Supplied material

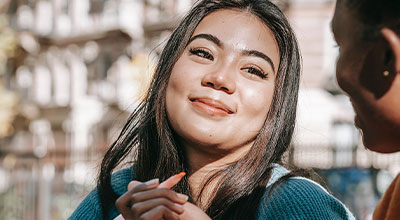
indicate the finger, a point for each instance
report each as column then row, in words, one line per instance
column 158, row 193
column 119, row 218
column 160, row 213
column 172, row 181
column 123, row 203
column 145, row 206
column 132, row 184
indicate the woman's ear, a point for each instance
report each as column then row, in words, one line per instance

---

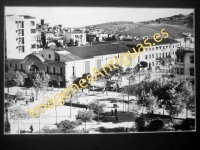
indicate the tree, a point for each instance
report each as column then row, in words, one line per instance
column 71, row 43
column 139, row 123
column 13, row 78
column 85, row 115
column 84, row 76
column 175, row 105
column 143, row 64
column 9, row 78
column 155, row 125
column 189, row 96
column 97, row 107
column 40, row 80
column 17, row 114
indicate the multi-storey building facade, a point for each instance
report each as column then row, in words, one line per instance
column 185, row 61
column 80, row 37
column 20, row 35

...

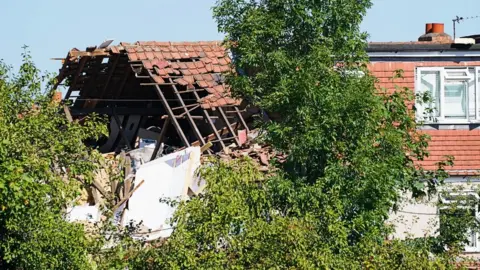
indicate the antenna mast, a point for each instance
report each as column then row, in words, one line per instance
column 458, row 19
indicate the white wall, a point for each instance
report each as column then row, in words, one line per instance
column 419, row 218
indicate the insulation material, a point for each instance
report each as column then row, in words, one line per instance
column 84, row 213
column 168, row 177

Required work
Reproduce verbatim the stretch of lines from the one containing "indicate the multi-storey" through the one containing "column 20, row 35", including both of those lines.

Reply to the exercise
indicate the multi-storey building facade, a point for each instance
report each as column then row, in words, one line per instance
column 185, row 61
column 80, row 37
column 20, row 35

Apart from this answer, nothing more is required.